#### What is being asked
Gather each line of the listing below that contains the word "white", treating uppercase and lowercase as distinct.

#### Supplied material
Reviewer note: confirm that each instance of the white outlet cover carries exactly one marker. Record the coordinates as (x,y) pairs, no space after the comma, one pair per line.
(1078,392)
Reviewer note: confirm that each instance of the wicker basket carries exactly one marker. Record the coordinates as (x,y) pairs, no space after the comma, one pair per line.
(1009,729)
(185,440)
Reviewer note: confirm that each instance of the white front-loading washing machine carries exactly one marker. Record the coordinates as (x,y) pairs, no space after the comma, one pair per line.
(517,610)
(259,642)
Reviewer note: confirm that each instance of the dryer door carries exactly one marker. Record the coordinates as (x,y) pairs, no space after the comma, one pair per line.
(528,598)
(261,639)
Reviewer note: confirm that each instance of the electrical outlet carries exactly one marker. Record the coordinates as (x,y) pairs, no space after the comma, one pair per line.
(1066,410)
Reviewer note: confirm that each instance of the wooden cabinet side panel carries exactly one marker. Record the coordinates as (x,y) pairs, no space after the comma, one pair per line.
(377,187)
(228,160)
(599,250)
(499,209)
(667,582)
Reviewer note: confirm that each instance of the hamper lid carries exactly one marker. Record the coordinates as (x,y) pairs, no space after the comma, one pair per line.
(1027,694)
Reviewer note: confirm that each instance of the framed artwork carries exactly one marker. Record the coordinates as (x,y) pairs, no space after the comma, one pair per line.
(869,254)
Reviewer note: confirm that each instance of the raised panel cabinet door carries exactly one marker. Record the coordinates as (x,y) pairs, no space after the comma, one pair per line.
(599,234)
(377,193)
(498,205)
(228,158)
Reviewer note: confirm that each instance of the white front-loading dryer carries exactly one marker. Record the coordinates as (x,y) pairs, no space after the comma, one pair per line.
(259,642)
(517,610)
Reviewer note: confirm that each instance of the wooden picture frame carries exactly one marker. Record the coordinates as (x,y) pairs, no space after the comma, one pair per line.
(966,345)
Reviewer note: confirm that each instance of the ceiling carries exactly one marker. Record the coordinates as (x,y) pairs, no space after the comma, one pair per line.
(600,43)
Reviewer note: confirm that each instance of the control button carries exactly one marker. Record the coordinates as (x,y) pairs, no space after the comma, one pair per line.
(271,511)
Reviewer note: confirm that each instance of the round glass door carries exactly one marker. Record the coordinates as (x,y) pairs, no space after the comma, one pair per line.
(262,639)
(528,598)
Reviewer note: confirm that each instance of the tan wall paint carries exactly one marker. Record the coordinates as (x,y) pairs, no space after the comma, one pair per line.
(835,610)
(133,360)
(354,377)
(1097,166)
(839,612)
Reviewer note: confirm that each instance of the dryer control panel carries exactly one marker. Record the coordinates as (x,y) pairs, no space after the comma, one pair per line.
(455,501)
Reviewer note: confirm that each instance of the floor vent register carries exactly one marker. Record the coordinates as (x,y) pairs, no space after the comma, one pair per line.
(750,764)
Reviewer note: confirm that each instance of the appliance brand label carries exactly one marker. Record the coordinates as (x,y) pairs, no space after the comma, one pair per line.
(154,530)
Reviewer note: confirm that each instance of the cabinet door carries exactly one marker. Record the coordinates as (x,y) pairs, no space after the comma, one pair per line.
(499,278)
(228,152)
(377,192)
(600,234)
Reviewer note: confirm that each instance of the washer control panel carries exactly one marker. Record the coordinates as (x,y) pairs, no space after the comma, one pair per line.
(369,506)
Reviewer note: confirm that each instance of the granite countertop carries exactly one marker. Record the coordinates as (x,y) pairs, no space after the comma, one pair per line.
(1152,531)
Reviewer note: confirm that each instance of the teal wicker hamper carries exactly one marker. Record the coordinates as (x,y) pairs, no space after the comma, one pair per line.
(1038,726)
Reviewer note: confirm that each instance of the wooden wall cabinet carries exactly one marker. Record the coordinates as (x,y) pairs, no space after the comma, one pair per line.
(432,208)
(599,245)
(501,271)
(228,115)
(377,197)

...

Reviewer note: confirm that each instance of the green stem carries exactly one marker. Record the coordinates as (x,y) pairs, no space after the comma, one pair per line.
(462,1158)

#### Task response
Reviewer note: confirm that each instance of the white outlet cover carries exactly one marker. Record the coordinates as (x,y) pairs, no space after the comma, one pair per line.
Reviewer note: confirm that each instance of the white front-loading washing machine carries exactly one marker. Record the coordinates as (x,y) pairs, no space after the comma, one pair per line.
Reviewer note: confirm that each instance of the white front-loading dryer carries exactly one marker. Record the coordinates as (x,y) pairs, no space after the comma, one pair per line.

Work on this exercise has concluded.